** Opening DATA PROVIDED block **

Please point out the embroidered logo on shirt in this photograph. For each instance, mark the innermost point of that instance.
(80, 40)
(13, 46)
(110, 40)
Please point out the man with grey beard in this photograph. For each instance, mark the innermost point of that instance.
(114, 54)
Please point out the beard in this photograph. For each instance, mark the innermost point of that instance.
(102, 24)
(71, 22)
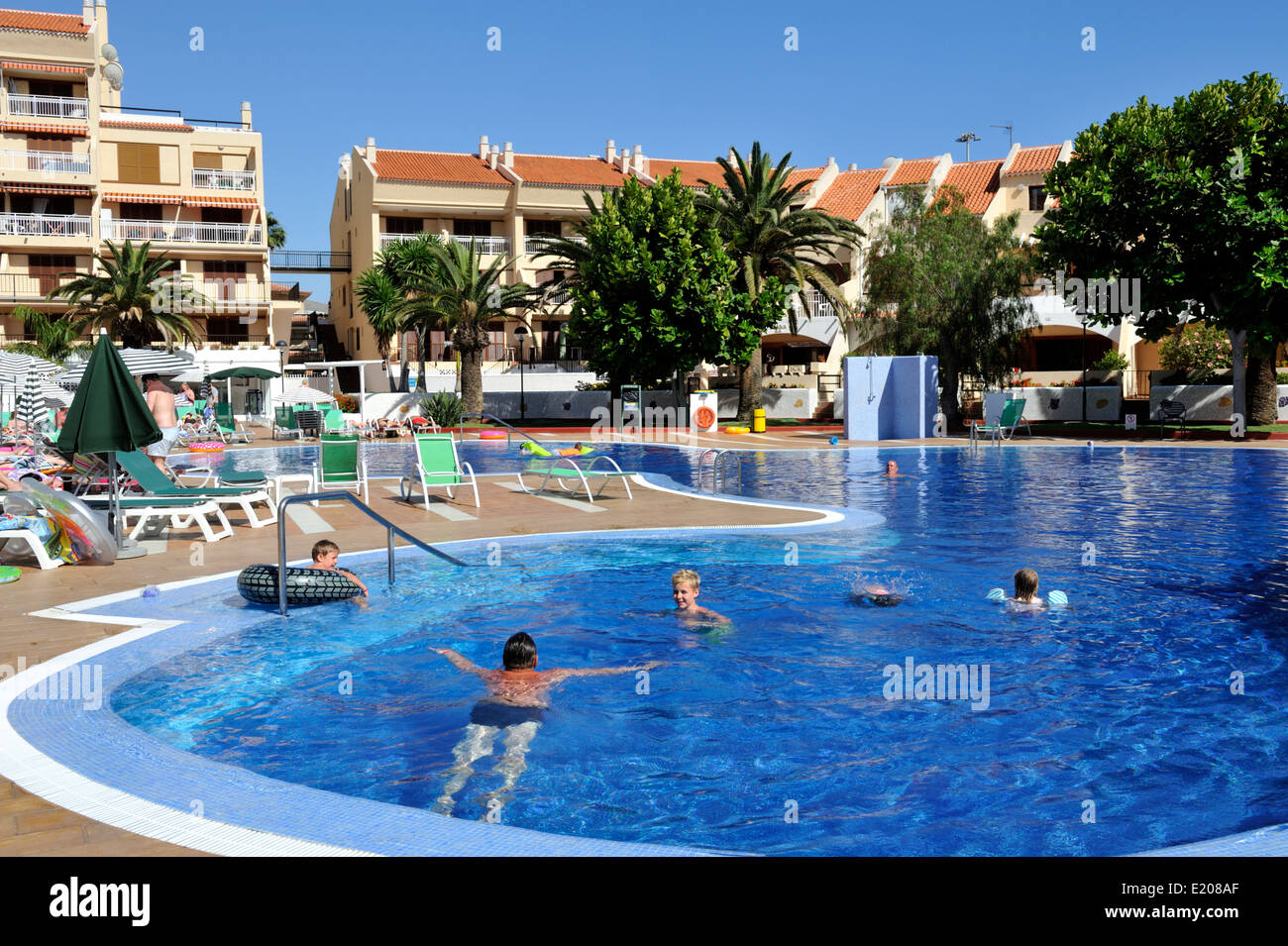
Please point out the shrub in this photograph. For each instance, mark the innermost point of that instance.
(1112, 361)
(443, 407)
(1201, 349)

** Closing DATA PROVIDED block **

The entries above need to be transcribed exactly, with the images left out.

Please point out the embroidered logo on shirt in this photograph. For each instance, mark the innermost point of that instance.
(80, 40)
(13, 46)
(110, 40)
Please point out the man with grey beard in this photograph. For each instance, mark the innermost point of that instance.
(114, 54)
Please point out the beard in this photograph. For each instance, mark the innermost point of that instance.
(102, 24)
(71, 22)
Please point out the shrub in this photograph. For each instance, mark the innermost point of that instance.
(1112, 361)
(443, 407)
(1201, 349)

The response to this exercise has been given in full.